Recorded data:
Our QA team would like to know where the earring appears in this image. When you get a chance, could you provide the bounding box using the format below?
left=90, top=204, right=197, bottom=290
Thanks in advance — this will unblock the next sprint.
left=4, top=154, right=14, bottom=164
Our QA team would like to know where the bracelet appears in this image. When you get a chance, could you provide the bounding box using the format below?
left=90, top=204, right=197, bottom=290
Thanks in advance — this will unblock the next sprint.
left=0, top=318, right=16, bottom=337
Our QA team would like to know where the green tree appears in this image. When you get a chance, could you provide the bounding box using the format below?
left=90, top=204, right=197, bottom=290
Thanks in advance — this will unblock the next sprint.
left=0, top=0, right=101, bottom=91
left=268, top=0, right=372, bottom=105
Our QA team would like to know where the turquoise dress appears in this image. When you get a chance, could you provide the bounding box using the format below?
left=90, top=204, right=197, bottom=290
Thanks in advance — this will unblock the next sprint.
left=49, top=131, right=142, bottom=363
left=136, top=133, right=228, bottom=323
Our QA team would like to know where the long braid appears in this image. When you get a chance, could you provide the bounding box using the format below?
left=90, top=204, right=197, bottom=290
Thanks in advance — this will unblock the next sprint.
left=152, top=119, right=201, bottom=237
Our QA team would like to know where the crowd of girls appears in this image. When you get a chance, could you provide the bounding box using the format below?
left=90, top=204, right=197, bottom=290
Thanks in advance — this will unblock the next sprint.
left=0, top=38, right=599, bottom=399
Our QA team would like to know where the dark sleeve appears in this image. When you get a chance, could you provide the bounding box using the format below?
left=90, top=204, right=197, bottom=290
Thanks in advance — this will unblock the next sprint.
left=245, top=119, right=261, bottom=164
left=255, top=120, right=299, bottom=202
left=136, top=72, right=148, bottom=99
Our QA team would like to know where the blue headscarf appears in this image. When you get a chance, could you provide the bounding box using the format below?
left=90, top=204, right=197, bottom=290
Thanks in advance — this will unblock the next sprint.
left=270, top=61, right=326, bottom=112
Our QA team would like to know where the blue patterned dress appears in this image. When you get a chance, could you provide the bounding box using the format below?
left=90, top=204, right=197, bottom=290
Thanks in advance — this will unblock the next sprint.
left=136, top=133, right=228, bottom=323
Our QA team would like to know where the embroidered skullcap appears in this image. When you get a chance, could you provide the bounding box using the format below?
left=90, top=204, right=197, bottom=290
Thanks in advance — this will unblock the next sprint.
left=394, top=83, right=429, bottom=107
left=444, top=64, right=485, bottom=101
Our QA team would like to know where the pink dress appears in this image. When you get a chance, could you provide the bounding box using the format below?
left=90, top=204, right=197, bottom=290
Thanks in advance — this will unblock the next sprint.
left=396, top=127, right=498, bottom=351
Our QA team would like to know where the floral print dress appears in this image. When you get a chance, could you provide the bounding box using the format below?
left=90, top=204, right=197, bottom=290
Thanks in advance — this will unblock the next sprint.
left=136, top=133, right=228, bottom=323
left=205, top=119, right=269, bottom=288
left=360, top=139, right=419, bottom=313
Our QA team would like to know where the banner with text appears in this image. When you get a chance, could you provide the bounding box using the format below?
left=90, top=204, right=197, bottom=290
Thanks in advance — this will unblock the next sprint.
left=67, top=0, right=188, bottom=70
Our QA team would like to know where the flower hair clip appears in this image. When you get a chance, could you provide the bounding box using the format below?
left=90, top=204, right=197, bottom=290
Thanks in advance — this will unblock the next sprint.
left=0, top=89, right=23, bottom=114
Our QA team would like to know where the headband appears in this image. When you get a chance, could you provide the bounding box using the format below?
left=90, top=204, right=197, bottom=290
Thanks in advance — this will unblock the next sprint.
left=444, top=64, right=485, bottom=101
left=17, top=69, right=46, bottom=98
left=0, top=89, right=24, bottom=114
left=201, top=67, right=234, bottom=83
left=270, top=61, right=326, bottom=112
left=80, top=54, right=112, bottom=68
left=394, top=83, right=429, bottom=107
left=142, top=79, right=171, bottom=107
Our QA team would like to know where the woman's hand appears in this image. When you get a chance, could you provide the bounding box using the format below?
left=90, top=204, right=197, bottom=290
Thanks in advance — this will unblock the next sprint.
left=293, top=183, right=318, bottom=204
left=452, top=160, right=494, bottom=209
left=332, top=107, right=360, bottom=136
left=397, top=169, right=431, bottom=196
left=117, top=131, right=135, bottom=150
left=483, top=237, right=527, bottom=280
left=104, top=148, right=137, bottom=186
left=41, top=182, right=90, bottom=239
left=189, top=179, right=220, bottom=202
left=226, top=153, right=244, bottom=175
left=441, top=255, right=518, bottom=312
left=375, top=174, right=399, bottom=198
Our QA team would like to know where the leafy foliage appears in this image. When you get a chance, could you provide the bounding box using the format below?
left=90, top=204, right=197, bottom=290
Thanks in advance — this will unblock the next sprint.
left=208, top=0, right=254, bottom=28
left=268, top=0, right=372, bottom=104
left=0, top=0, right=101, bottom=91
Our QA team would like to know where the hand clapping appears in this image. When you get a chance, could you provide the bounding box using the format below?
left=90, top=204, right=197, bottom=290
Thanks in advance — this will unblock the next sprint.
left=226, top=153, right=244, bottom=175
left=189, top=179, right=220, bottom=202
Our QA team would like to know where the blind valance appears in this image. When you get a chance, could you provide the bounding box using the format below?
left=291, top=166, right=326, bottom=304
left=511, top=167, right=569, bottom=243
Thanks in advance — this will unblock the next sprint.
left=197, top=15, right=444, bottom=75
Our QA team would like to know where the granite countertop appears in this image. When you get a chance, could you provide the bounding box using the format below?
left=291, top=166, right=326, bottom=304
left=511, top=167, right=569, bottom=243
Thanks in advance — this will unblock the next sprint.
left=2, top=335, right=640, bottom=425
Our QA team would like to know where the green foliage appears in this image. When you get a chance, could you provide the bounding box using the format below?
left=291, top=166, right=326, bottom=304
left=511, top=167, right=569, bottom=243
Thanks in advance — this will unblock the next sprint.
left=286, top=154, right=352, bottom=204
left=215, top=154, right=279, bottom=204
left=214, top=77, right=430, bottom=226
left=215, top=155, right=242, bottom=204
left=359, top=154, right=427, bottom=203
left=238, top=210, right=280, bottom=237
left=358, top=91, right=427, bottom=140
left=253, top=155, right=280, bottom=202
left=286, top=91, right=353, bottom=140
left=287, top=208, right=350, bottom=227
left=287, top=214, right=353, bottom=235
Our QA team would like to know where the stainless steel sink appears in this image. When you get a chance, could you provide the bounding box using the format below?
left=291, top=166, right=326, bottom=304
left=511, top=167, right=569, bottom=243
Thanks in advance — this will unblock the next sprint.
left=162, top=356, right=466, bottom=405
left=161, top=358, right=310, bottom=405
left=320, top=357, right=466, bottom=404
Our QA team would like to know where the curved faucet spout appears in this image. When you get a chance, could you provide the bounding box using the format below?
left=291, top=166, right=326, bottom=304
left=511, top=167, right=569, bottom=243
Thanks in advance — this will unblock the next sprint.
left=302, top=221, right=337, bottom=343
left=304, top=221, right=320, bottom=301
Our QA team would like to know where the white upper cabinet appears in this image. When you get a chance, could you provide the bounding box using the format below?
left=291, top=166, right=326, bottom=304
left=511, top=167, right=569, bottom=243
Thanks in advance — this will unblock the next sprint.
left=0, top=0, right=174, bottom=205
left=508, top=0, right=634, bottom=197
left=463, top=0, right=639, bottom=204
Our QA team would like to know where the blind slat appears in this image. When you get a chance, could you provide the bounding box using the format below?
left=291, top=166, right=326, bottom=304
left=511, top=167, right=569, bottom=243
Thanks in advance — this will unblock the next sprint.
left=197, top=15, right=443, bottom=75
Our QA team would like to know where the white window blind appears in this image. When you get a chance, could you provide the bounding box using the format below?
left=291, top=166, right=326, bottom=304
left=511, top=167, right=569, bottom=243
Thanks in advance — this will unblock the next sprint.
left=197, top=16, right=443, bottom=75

• **WHAT THE EXERCISE ASKS**: From the records, copy every line that has the string "hand" in it.

• **OUTPUT OF THE TASK**:
Our QA team would like to know where the woman's hand appears in this image. When you get a chance, could you provide the bounding box using the format below?
Our QA team would like to know where the hand clapping appears in this image. When you get a chance, could you provide the bounding box using the format below?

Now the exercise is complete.